▶ Task to complete
All of the entries must be reproduced exactly, with no images carried over.

───── Data supplied ─────

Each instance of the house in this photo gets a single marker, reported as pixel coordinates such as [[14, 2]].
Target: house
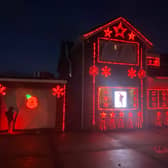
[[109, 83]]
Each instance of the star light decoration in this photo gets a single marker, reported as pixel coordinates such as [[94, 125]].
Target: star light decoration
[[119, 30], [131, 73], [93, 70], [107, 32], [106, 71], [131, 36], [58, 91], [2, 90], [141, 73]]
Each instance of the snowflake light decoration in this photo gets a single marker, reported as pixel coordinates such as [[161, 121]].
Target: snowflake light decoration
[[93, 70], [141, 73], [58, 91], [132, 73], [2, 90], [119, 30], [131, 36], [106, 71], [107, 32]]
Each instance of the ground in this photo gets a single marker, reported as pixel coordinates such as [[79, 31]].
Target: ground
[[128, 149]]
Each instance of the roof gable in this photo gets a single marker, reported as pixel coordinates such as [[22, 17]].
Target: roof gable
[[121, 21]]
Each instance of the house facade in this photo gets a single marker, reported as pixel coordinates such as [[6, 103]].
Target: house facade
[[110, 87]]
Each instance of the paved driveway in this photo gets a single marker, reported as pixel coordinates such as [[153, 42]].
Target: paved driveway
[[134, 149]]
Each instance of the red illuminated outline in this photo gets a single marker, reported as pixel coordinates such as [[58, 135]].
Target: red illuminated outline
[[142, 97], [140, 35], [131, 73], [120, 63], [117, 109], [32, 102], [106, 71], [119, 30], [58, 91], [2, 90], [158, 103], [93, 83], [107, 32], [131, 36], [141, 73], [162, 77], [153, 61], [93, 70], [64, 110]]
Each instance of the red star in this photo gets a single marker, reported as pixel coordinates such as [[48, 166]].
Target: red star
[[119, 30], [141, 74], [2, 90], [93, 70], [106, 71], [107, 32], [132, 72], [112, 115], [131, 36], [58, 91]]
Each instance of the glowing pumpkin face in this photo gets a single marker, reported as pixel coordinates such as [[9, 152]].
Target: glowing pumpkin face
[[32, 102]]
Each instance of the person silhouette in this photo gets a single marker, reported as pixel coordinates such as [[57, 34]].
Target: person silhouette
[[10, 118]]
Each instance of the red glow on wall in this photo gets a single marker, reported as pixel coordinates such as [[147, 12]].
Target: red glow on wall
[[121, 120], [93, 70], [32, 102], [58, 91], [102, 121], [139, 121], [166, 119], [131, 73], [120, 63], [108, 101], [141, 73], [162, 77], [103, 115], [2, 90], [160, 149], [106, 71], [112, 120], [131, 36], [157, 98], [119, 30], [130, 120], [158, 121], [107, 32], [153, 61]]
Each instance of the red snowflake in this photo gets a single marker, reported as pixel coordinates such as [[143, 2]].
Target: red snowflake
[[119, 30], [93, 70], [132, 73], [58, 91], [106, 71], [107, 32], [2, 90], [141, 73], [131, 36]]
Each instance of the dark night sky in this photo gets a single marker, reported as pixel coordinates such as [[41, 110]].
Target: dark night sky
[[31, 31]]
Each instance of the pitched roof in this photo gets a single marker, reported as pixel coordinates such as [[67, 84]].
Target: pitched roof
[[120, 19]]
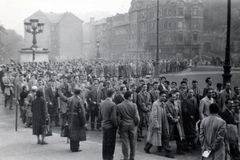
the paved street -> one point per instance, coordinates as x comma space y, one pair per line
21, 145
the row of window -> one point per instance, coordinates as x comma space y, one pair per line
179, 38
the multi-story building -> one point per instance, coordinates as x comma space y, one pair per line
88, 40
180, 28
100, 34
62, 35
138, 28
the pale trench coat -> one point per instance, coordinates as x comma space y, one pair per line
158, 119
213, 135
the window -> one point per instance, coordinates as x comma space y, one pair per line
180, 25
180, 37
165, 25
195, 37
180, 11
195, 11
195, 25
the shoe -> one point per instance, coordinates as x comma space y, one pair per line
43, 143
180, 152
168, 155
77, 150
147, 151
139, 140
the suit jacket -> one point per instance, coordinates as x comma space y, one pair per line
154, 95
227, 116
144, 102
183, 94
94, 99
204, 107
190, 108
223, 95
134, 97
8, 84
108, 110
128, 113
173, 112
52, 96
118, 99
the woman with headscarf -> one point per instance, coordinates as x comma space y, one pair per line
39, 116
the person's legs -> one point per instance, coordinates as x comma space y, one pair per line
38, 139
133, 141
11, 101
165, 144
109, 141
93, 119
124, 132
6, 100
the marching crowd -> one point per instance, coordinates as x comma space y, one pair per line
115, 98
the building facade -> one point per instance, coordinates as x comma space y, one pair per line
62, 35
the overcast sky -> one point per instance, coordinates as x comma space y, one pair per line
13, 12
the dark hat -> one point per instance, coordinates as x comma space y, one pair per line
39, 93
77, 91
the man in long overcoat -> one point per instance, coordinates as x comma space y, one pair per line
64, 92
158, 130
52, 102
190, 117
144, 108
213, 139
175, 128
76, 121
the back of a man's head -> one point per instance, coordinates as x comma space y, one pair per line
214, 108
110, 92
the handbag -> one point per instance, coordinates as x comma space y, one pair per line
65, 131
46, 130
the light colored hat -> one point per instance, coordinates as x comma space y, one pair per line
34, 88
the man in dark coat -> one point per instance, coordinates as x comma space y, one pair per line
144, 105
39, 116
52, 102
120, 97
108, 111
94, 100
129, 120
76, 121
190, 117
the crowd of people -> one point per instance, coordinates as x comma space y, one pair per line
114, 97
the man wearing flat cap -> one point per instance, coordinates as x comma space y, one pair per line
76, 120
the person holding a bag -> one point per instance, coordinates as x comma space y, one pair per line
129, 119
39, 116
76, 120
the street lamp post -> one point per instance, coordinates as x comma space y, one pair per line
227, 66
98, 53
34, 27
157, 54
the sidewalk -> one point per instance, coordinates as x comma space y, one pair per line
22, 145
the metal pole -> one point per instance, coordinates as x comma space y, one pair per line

─────

▶ Output below
Each instance of the house in this photo gets a single marker, reported as pixel coordinates such as [[14, 2]].
Target: house
[[109, 83]]
Each instance of the star light decoration in this photo gets a single marker, reported as pixel coordinates such as [[94, 125]].
Target: star light decoration
[[119, 30], [131, 73], [93, 70], [107, 32], [106, 71], [131, 36], [58, 91], [2, 90], [141, 73]]
Each instance of the snowflake light decoration in this photo gets a single marker, reported as pixel coordinates such as [[161, 121]].
Target: snowflake light decoration
[[93, 70], [141, 73], [58, 91], [132, 73], [2, 90], [119, 30], [131, 36], [106, 71], [107, 32]]
Each instance of the ground in this photo gets a single marker, reported as pixel coordinates such as [[79, 31]].
Target: ground
[[128, 149]]
Each instance of the roof gable in this photo gets a single marker, reported as pixel coordinates such as [[22, 17]].
Target: roof gable
[[121, 21]]
Each instance of the house facade in this photo gets a single marker, reported as pixel coordinates such as [[6, 103]].
Target: house facade
[[110, 87]]
Each instance of the paved driveway in this photo gets a single marker, reported as pixel coordinates such as [[153, 42]].
Target: paved driveway
[[134, 149]]
Each instance of the red illuminated outline in this photo gets a single marker, reported as pixel coordinates such as [[58, 135]].
Target: red illuminated outline
[[142, 97], [140, 35], [131, 73], [120, 63], [117, 109], [32, 102], [106, 71], [119, 30], [58, 91], [2, 90], [158, 103], [93, 83], [107, 32], [131, 36], [141, 73], [162, 77], [153, 61], [93, 70], [64, 110]]
Each instance of the red star in this photo gets a single marker, reported as pixel coordinates such as [[48, 166]].
Target: red star
[[119, 30], [141, 74], [2, 90], [93, 70], [106, 71], [107, 32], [132, 72], [112, 115], [131, 36], [58, 91]]
Each instance of the glowing pumpkin face in this photo gets a single marker, reported as pixel coordinates such as [[9, 152]].
Target: glowing pumpkin face
[[32, 102]]
Each instance of the person silhouette in this photo gets a single marker, reported as pixel coordinates such as [[57, 34]].
Target: person silhouette
[[10, 118]]
Each instance of the red glow on wall in this photo gets a single marker, reported as pixel coordinates such as [[147, 12]].
Target: red glow on wall
[[121, 120], [93, 70], [32, 102], [58, 91], [102, 121], [139, 121], [166, 119], [131, 73], [120, 63], [108, 101], [141, 73], [162, 77], [103, 115], [2, 90], [160, 149], [106, 71], [112, 120], [131, 36], [157, 98], [119, 30], [130, 120], [158, 121], [107, 32], [153, 61]]
Each instance of the red snowflake in this photo gets a single marker, reported as pixel coordinates such as [[143, 2]].
Target: red snowflake
[[119, 30], [93, 70], [132, 73], [58, 91], [106, 71], [107, 32], [2, 90], [141, 73], [131, 36]]
Each instance of the dark night sky in this photo gets a single marker, reported as pixel coordinates such as [[41, 110]].
Target: dark night sky
[[31, 31]]
Each instance of the pitched roof in this photo gets a single marker, reported as pixel coordinates such as [[67, 84]].
Target: pitched roof
[[120, 19]]
the paved street -> one point per instance, coordinates as x comma space y, one pair per line
21, 145
the row of window -> one point per instance, coordinates as x comma space y, one pair per line
179, 38
the multi-story building -> one point per instance, coordinates as x comma space y, one pair per line
88, 40
180, 28
100, 34
62, 35
138, 28
the pale trench coat -> one point per instance, coordinates as x comma space y, one pair per line
158, 119
213, 135
the window -> one point per instance, coordinates as x comma space y, one pair per line
180, 25
180, 37
165, 25
195, 37
180, 11
195, 11
195, 25
the shoe -> one point per instance, coordinates as x comma space y, one pair per line
43, 143
180, 152
168, 155
77, 150
147, 151
139, 140
the suit jacket -> one point per instance, coordinates as x comma space y, one pair per line
154, 95
227, 116
144, 102
183, 94
94, 99
204, 107
190, 108
223, 95
134, 97
8, 84
108, 110
128, 113
173, 112
52, 96
118, 99
the woman with headscarf -> one point per instance, coordinates as x comma space y, one pair per line
39, 116
the person's legs -> one point per instance, coordinates as x comma space y, one pair per line
38, 139
133, 141
11, 101
165, 144
109, 141
93, 119
124, 132
6, 100
the marching crowd -> one point per instance, coordinates as x comma space y, one pair per line
115, 98
the building facade -> one point per instance, coordinates as x comma space y, one pair per line
62, 35
the overcast sky -> one point per instance, coordinates as x comma space y, one pair per line
13, 12
the dark hat -> one point per instance, coordinates as x comma space y, one pair per line
39, 93
77, 91
the man in long overcoat -> one point per instance, coordinates as x comma space y, one pair per line
64, 92
158, 130
52, 102
190, 117
144, 108
213, 139
175, 128
76, 121
the back of a man's head -> one point per instance, coordinates as x comma space y, one pair per line
214, 108
110, 92
the handbag -> one point per instance, coordinates as x comma space y, one pair per line
65, 131
46, 130
the light colored hat -> one point per instance, coordinates as x comma space y, one pair per line
34, 88
the man in dark coat -> one point per instance, coordinates as x comma space y, one pair per line
144, 105
39, 116
52, 102
120, 97
108, 111
94, 100
129, 120
76, 121
190, 117
the crowd of people -> one point per instance, coordinates as x comma space y, one pair per line
114, 97
the man wearing flat cap -> one point per instance, coordinates as x comma space y, one pair per line
76, 120
the person holding a bag -> one point per instance, coordinates as x comma space y, one pair per line
129, 119
39, 116
76, 120
the street lamp post -> one point per instance, coordinates as x comma space y, one pair per line
227, 66
98, 53
34, 27
157, 54
the sidewalk -> one point per instance, coordinates as x comma space y, one pair per line
22, 145
the metal pole -> one point per instance, coordinates as x comma space y, one pair per line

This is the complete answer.